• [MATERIAL FOR THE TASK]
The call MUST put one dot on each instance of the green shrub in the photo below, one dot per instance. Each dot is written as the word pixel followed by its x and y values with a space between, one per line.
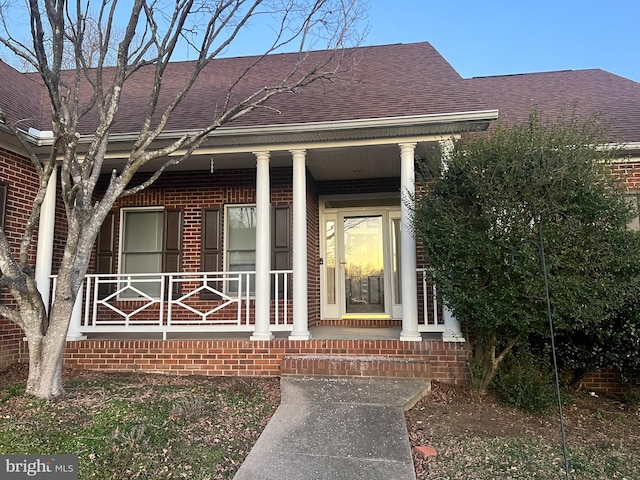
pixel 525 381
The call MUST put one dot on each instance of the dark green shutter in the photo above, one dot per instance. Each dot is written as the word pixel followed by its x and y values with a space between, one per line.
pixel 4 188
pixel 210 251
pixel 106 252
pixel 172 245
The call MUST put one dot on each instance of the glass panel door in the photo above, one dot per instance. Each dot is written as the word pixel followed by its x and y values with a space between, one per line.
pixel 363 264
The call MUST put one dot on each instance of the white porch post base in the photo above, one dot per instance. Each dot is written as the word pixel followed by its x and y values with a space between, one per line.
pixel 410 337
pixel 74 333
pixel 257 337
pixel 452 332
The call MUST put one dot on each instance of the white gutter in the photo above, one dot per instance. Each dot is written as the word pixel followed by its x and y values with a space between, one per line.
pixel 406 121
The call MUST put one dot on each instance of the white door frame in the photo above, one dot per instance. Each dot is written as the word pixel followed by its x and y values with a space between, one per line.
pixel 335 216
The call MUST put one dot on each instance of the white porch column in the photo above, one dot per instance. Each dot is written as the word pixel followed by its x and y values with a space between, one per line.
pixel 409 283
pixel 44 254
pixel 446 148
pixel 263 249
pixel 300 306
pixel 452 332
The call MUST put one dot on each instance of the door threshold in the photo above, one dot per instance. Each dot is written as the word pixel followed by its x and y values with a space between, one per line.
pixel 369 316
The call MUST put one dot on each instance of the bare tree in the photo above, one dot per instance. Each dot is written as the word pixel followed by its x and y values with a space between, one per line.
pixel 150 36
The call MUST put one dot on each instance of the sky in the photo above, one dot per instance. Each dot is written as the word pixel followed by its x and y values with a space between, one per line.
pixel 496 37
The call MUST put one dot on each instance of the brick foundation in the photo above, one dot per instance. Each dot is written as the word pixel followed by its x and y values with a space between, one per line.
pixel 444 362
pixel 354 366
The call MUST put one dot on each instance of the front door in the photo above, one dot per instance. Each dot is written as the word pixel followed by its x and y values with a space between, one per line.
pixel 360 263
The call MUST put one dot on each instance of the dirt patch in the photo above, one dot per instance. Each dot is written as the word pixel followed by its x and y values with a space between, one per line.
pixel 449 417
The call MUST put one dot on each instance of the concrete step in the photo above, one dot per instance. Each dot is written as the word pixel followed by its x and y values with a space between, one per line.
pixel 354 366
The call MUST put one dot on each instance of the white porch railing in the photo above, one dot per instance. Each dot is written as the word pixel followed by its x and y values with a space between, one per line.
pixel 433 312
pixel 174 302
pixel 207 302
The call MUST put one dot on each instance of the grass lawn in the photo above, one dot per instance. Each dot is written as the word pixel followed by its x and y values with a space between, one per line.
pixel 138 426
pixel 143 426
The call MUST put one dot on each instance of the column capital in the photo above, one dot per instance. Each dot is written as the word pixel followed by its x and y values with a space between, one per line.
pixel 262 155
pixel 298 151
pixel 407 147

* * *

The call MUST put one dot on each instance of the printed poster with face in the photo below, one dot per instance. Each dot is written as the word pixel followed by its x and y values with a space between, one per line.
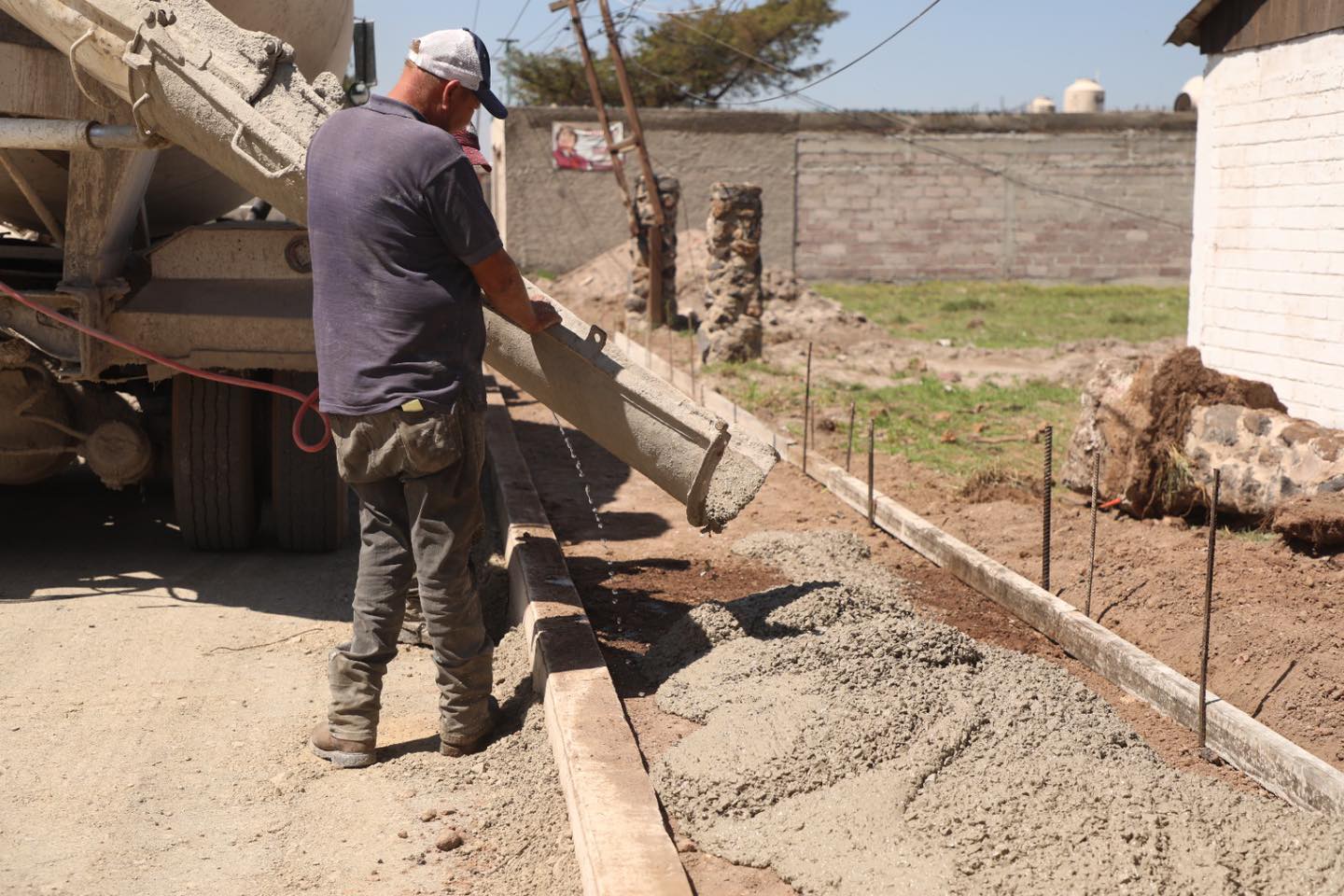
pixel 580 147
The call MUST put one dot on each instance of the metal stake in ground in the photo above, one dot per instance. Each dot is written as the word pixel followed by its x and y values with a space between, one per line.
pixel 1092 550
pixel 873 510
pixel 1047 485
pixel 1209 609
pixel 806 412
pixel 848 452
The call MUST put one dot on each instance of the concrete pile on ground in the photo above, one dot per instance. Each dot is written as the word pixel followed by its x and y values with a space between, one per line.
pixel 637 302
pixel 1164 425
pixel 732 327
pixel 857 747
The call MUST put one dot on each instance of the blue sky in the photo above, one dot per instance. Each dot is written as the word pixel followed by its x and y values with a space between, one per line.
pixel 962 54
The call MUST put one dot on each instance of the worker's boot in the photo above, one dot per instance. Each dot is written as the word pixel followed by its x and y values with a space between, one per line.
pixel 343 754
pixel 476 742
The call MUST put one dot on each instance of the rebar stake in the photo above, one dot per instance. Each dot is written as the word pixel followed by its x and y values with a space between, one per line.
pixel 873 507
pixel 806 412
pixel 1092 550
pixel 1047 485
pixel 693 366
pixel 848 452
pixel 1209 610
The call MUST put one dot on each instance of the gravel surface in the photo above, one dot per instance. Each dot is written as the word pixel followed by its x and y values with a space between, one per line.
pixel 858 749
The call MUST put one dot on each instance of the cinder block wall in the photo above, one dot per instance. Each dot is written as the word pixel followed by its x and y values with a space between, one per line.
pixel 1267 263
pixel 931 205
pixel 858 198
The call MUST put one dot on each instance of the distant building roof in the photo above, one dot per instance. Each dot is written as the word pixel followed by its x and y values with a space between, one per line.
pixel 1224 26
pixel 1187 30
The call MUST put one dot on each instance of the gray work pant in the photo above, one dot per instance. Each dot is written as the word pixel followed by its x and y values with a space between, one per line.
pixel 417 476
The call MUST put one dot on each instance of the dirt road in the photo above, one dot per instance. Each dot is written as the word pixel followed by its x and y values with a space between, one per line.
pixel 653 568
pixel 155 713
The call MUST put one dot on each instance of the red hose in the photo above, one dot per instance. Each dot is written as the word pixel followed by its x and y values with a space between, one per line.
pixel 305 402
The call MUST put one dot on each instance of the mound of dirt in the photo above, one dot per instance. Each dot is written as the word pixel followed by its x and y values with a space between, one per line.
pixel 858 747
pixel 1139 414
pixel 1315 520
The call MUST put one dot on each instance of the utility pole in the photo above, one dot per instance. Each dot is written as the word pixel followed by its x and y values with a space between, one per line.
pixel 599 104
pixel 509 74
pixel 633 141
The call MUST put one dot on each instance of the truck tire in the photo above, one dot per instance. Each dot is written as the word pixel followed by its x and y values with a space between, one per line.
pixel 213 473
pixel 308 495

• [STATED PROBLEM]
Repeat the material verbatim from the line with "of the rebar" up to and including the line with "pixel 858 198".

• [SOLUTION TO THIS PROBLEM]
The call MUST put one dot on each instance of the rebar stake in the photo above, one dot per instance. Each dot is written as the word pixel followed by its x and y values with a space between, one per line.
pixel 873 507
pixel 806 412
pixel 1092 550
pixel 1047 485
pixel 693 366
pixel 848 452
pixel 1209 610
The call MUST put one dot on each instance of the gravel surface in the photo above, one dot per instance. Each dot is written as the word pixel followed by its x and y values with a space between, one per line.
pixel 858 749
The call MUST put one dot on each instance of the cinder block wall in the photo above, one dot per instance. Each dot is written as the word pixel followed by its x and y values with a space between, one per line.
pixel 1267 263
pixel 931 205
pixel 858 198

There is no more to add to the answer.